Reproduce every entry exactly.

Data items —
::::

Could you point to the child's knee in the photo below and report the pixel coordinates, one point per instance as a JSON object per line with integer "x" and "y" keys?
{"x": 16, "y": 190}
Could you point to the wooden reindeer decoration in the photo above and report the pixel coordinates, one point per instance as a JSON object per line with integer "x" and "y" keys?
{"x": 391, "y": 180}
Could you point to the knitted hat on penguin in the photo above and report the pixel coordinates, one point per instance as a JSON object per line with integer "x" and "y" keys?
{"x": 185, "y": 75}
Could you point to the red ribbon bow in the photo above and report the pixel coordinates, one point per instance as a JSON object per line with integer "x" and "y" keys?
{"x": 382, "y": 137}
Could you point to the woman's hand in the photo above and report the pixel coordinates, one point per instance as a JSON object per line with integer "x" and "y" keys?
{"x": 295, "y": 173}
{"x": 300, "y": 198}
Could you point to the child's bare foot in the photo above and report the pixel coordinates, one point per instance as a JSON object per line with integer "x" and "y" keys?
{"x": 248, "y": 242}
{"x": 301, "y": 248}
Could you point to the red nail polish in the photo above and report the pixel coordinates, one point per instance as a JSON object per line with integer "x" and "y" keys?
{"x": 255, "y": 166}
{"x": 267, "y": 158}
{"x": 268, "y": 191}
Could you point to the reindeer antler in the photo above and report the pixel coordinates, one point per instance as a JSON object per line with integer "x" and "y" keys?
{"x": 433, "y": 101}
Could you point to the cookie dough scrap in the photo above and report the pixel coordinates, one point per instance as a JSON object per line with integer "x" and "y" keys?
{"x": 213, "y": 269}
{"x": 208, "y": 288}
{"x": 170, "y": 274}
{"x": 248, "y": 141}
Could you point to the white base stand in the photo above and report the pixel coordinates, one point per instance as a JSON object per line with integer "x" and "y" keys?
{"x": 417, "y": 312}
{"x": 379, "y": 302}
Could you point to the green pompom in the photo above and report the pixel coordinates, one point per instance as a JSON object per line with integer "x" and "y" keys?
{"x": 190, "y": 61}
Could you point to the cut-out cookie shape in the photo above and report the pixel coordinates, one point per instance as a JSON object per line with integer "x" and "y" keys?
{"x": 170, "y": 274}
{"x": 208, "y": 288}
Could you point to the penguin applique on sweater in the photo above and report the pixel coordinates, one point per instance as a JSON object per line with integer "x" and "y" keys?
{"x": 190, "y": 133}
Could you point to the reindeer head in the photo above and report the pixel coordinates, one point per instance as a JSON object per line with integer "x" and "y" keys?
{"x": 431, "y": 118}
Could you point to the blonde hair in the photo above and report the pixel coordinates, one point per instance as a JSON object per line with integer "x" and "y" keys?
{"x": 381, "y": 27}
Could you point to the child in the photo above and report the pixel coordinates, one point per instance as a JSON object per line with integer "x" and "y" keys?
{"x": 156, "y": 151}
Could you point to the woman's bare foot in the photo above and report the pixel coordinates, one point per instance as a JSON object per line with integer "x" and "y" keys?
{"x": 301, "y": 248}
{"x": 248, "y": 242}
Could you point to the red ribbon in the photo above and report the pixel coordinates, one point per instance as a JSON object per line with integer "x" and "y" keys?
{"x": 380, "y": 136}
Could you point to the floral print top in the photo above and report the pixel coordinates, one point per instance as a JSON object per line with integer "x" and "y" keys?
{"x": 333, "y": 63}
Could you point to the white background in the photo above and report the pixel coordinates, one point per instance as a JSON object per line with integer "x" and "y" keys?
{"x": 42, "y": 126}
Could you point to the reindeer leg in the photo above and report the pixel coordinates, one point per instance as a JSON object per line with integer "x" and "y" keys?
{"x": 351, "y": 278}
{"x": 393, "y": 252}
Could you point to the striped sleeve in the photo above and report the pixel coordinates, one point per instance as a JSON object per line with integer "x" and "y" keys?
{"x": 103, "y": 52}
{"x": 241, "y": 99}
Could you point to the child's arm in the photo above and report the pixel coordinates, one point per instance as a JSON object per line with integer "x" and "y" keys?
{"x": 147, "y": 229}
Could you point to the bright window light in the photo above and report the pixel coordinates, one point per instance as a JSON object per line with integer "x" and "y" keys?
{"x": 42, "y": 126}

::::

FINISHED EXERCISE —
Could you point to the child's knee in the photo below and report the pixel coordinates, one point per instance as a JSON object per line with integer "x" and "y" keys?
{"x": 16, "y": 190}
Could you point to the wooden reindeer decoration in the photo above and report the pixel coordinates, one point per instance as a JSON object per line with integer "x" and "y" keys?
{"x": 391, "y": 180}
Could you point to the knitted hat on penguin in the photo above and report the pixel coordinates, one point per instance as a JSON object per line with integer "x" and "y" keys?
{"x": 185, "y": 75}
Could you point to the red ribbon bow in the photo above and report the pixel coordinates, one point per instance as a JSON object per line with integer "x" and "y" keys?
{"x": 382, "y": 137}
Could you point to the woman's hand in the photo above and report the pixel coordinates, one point per instance as a JSON object per line with integer "x" and "y" keys?
{"x": 295, "y": 173}
{"x": 300, "y": 198}
Could you point to the child's bare foot in the photo above and report the pixel coordinates, one point per instance as a JSON object per line with integer "x" and "y" keys?
{"x": 248, "y": 242}
{"x": 301, "y": 248}
Could you point to the red nail polish in the photo above and report the pixel coordinates, one point per instance as a JSON object per line with integer "x" and "y" keys?
{"x": 255, "y": 166}
{"x": 267, "y": 158}
{"x": 268, "y": 191}
Could you point to the reindeer antler in the photo above and report the pixel coordinates, one point per instance as a JSON object per line with integer "x" and "y" keys?
{"x": 433, "y": 101}
Could you point to the cookie dough scrap in the photo above and report the pixel coordinates, one point per instance as a JSON object per line with integer "x" and "y" keys?
{"x": 213, "y": 269}
{"x": 208, "y": 288}
{"x": 170, "y": 274}
{"x": 248, "y": 141}
Could you point to the white base stand in the photo above and report the pixel coordinates, one point per instance as a JSON object per line with integer "x" and "y" keys?
{"x": 417, "y": 312}
{"x": 379, "y": 302}
Could you point to the green pompom in the photo above and report the pixel coordinates, one point per instance as a JSON object per line with integer "x" and "y" keys?
{"x": 190, "y": 61}
Could you point to the cut-out cookie shape in the photo above and report the pixel coordinates, one point per instance as a JSON object per line with integer "x" and "y" keys?
{"x": 170, "y": 274}
{"x": 208, "y": 288}
Could you point to the penguin applique on sweater in the photo above and report the pixel coordinates, one point per instance as a JSON object per line with integer "x" and "y" keys?
{"x": 190, "y": 133}
Could you point to the reindeer head in the photo above and report the pixel coordinates, one point per instance as a JSON object per line with integer "x" and "y" keys?
{"x": 431, "y": 118}
Could you point to the blonde hair in the photo above and report the pixel coordinates, one point per instance as a JSON object per line with integer "x" and "y" keys?
{"x": 381, "y": 27}
Could you point to the child in the photo above and report the pixel coordinates, one point per instance as a JSON object per line with integer "x" and "y" keys?
{"x": 156, "y": 151}
Could you point to the woman's bare foot in the photo above and report the pixel coordinates, one point per instance as a JSON object per line with integer "x" and "y" keys?
{"x": 301, "y": 248}
{"x": 248, "y": 242}
Could you point to the red ribbon in the photo above and report the pixel coordinates, one point per instance as a JSON object per line with integer "x" and "y" keys?
{"x": 380, "y": 136}
Could you point to the floral print top in the photo above and report the pixel coordinates, one point per instance as a JSON object per line with integer "x" and "y" keys?
{"x": 333, "y": 63}
Could you point to the white background in the photo above and report the pixel coordinates, one point per instance as a JSON object per line with integer "x" and "y" keys?
{"x": 42, "y": 126}
Could you point to the reindeer leg in the photo above and report the pixel coordinates, one point per instance as a JSON object per line with integer "x" and "y" keys?
{"x": 351, "y": 278}
{"x": 393, "y": 252}
Could you point to the striped sleeve in the photo above and report the pixel coordinates, one point per instance as a JSON object per line with integer "x" and "y" keys?
{"x": 103, "y": 52}
{"x": 241, "y": 99}
Could you point to the child's arm in the photo above and report the pixel coordinates, one point per instance as a JSON object per line with integer "x" and "y" keys?
{"x": 147, "y": 229}
Could you point to the bright window light in the photo above and report the pixel coordinates, one point per instance as a JSON object per line with integer "x" and "y" keys?
{"x": 42, "y": 126}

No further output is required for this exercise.